Copy out all the entries word for word.

+++ Records +++

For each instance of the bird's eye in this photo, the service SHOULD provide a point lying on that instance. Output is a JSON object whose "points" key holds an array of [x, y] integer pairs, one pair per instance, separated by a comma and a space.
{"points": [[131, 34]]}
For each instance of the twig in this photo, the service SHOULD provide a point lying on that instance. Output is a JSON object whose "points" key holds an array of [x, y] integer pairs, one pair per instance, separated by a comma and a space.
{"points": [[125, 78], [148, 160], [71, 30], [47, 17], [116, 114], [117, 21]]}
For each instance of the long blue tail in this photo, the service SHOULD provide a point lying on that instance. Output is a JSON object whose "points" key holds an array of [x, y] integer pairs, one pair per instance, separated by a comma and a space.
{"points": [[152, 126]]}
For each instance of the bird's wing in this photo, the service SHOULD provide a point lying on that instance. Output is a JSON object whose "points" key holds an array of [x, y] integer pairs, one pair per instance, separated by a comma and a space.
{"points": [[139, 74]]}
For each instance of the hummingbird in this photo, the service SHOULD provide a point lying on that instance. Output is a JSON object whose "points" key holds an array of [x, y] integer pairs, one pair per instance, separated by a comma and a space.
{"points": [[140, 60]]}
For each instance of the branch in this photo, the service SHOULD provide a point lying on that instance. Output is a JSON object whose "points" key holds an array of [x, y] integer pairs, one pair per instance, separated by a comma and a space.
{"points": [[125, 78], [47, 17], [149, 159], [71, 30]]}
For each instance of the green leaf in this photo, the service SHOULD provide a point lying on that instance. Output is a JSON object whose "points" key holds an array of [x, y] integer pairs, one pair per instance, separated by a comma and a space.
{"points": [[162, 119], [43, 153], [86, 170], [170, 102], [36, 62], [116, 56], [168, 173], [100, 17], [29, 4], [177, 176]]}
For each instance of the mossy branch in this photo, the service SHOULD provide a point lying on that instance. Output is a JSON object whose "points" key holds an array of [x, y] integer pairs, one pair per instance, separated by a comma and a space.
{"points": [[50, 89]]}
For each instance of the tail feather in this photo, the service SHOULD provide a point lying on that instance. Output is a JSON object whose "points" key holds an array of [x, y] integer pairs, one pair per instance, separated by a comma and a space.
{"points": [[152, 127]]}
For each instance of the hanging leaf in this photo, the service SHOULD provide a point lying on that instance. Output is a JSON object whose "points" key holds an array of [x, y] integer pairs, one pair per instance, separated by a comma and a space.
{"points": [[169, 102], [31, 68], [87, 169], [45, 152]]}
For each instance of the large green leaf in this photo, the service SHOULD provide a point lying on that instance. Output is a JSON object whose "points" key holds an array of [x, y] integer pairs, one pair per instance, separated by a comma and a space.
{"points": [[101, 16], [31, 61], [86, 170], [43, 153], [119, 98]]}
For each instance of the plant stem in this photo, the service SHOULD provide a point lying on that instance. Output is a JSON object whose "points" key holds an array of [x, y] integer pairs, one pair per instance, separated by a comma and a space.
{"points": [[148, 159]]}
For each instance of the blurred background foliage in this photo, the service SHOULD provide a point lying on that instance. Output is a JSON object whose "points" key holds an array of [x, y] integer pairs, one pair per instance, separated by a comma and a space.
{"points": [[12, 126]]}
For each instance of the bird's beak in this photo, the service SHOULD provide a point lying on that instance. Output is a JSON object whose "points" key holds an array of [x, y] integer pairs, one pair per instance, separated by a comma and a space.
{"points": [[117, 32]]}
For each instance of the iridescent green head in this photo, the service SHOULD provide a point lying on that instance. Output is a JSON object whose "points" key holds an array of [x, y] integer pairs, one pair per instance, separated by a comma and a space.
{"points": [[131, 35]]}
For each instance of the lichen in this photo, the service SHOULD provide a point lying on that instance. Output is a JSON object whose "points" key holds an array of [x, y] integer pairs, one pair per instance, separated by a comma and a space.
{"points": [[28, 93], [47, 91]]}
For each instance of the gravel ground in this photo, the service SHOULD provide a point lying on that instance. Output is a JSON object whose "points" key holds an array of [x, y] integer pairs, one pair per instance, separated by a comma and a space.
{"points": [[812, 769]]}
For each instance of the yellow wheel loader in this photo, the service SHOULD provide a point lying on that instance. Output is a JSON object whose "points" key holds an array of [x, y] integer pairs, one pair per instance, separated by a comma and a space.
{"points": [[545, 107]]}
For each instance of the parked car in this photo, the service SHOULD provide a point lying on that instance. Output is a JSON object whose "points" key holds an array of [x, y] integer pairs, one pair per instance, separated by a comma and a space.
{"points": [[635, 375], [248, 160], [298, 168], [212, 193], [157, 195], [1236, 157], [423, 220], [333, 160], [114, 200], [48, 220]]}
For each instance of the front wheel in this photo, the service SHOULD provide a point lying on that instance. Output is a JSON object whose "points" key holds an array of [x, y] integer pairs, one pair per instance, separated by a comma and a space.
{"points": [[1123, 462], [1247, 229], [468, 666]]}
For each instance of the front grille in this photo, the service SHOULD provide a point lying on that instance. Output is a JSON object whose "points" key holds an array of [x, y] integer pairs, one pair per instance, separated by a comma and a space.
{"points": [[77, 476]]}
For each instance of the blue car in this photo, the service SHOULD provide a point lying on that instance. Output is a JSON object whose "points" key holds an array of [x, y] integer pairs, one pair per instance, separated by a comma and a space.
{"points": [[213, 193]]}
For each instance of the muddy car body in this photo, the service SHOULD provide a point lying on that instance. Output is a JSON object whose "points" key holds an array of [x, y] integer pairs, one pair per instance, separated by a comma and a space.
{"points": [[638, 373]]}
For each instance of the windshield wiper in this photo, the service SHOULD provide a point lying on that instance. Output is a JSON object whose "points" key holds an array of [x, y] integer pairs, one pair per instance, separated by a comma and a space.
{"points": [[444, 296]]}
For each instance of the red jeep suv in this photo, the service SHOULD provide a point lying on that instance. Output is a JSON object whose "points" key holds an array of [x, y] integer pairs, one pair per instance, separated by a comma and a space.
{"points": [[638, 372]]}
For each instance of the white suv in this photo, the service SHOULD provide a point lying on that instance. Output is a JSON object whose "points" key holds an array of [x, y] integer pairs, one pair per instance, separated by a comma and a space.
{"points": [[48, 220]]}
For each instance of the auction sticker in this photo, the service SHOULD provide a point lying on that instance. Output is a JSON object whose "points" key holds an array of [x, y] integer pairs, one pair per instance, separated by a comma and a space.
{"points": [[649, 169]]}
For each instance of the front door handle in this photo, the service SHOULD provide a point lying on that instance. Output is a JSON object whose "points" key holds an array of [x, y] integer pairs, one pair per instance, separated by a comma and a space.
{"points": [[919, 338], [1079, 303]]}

+++

* Response area:
For each instance of the bird's eye in this photo, the service SHOULD provide a point lying on that instance. Output is a JSON object whose "points" key holds an array of [x, y] integer pairs, one pair per instance, separated by a comma and a space.
{"points": [[131, 34]]}
For each instance of the twig in this photo, the service SHOULD provide a point lying on that instance. Output is a JSON object whose "points" key holds an array of [x, y] integer pairs, one pair per instance, separated by a comma and a space.
{"points": [[125, 78], [148, 160], [71, 30], [47, 17], [116, 114], [117, 21]]}
For each instance of the long blue tail in this photo, the service SHOULD provide a point lying on that instance. Output is a JSON object whose "points" key holds an array of [x, y] integer pairs, one pair per instance, separated by a comma and a space.
{"points": [[152, 126]]}
For each instance of the bird's wing in this photo, the service SHOULD provide a point lying on that instance. Output is a JSON object whose "points" key holds an array of [x, y] integer pairs, one pair per instance, separated by a comma and a space.
{"points": [[139, 74]]}
For each instance of the hummingbird in this photo, the service SHOULD provide a point lying on that instance. Output is a JSON object whose "points" key holds an array of [x, y] integer pairs, one pair per instance, separated by a comma and a space.
{"points": [[140, 60]]}
For each instance of the branch in this photo, the service SHOULD provide a point lying on that instance. Output is a JSON object whose "points" key holds an array of [x, y] integer pairs, one pair per instance, separated by a comma and a space.
{"points": [[125, 78], [47, 17], [149, 159], [71, 30]]}
For each instance of the green leaf in this photo, the service SHOULD provide a point lying on that instance. Output is a JSON object whose "points" key holds an array of [x, y] integer pairs, one pair per instance, separated by a comma and a space.
{"points": [[162, 119], [43, 153], [86, 170], [170, 102], [36, 62], [116, 56], [168, 173], [100, 17], [29, 4], [177, 176]]}
For each instance of the mossy branch in this photo, the service SHOULD provide a point lying on that instance. Output is a JSON object whose "points" key holds an array of [x, y] integer pairs, one pair per instance, separated by a comma and a space.
{"points": [[50, 89]]}
For each instance of the tail feather in this photo, the service SHOULD provide a point lying on that instance. Output is a JSON object whose "points" key holds an array of [x, y] integer pairs, one pair per instance, separated by a comma and a space.
{"points": [[152, 127]]}
For each instance of the hanging leaf in this photo, the service SHOULD provide a point lying on that instance. Output is a JSON object whose "points" key holds an array of [x, y] integer pairs, one pair per instance, separated by a comma and a space.
{"points": [[169, 102], [31, 68], [87, 169], [45, 152]]}
For each instance of the large green leaf in this photo, the service SHOULD provide a point lying on that instance. Output is a JSON object whose "points" key holds an array of [x, y] integer pairs, one pair per instance, separated by a comma and a space.
{"points": [[101, 16], [31, 61], [86, 170], [43, 153], [119, 98]]}
For each instance of the plant stem in this photo, the service SHOULD provide a point lying on that instance. Output is a JSON object whose "points" key holds an array of [x, y] integer pairs, one pair per instance, separated by a comma and a space.
{"points": [[148, 159]]}
For each instance of the blurred background foliage in this photo, the service SHOULD provide a point lying on that instance. Output is a JSON object whose "points" key holds an array of [x, y] integer pairs, one pair per instance, separated by a comma and a space.
{"points": [[12, 126]]}
For each instance of the bird's beak in this photo, the service SHOULD provide a point lying on that instance. Output is a JSON object whose "points" key holds an array of [x, y] integer pairs, one pair per instance, separated by a comma and a space.
{"points": [[117, 32]]}
For each instance of the iridescent green head in this photo, the service SHOULD provide a point lying on that instance. Output is a JSON object whose "points" key holds an array of [x, y] integer pairs, one pair per instance, separated by a comma and a space.
{"points": [[131, 35]]}
For each instance of the lichen in this photo, the service SHOULD provide a point lying on that instance. Output is a JSON object whose "points" key holds an array of [x, y] integer pairs, one pair per instance, separated by a comma and a space.
{"points": [[28, 93], [47, 91]]}
For each instance of the gravel ground in this photo, the service SHOULD provide a point lying on that instance. Output is a JSON object whose "points" key holds an array of [x, y] integer pairs, one pair per instance, separated by a comma and a space.
{"points": [[812, 769]]}
For each instance of the yellow wheel loader in this photo, the service SHOULD provide a point lying on that instance. Output is a JSON object whose "points" key holds an array of [x, y] integer pairs, one pair per instance, separated by a comma and a space.
{"points": [[545, 107]]}
For each instance of the parked car in this photo, the service SHOULD provide a point lying on that instance. Output is a JSON object whose "points" key holds an array of [x, y] integer pairs, one pair per instance, separated by a comma and a space.
{"points": [[635, 375], [248, 160], [298, 168], [212, 193], [157, 195], [1236, 157], [423, 220], [333, 160], [114, 200], [48, 220]]}
For each instance of the front wheel in this photo, the service SHOULD provide a point lying on that instance. Output is a JSON object whose "points" key holds an array of [x, y] integer pairs, one pair per instance, separated by a comma and a space.
{"points": [[1123, 462], [1247, 229], [468, 666]]}
For each instance of the front grille in this photo, the service SHOULD provide a point lying on that instance. Output is a JSON object whose "points" key holds an array of [x, y] integer pairs, one pair per instance, separated by a comma and a space.
{"points": [[77, 476]]}
For each instance of the blue car in this photo, the service SHOULD provide a point lying on that instance. Output is a JSON object whose "points" key holds an array of [x, y] integer pairs, one pair per instance, separated by a comma and a space.
{"points": [[213, 193]]}
For each instance of the muddy car body in this photo, the service SHOULD provide a point lying on that instance. Output is a JSON object whose "points" key holds an array of [x, y] integer pairs, one pair per instance, separated by a comma and a space.
{"points": [[638, 373]]}
For each instance of the windshield wiper in this photo, the service SHOULD provide a point lying on that instance. Output is a JSON object whose "points" key holds an array of [x, y] integer pairs, one pair per instance, separated by a comma and a space.
{"points": [[444, 296]]}
For each instance of the red jeep suv in this photo, the service SHOULD provide a point lying on that instance. Output is a JSON object whose "points" key holds an array of [x, y] integer pairs, one pair per instance, separated by a comma and a space.
{"points": [[638, 372]]}
For each instance of the white suv in this photo, the service SHOULD provide a point lying on that instance. Output is a JSON object whose "points" key holds an array of [x, y] integer pairs, one pair per instance, separated by a comma and a space.
{"points": [[48, 220]]}
For each instance of the auction sticker in this photo, the service SHOULD provide a point lying on that instance. Output is a JSON object whose "points" key holds an array of [x, y] integer pairs, one pair per instance, separated by a comma and a space.
{"points": [[649, 169]]}
For each instance of the front door handle in this photo, the service SHOULD provide a point lying on that instance. Output is a JSON object whose "points" key holds an array of [x, y] integer pairs, one pair per instance, separated by a comma and a space.
{"points": [[919, 338], [1079, 303]]}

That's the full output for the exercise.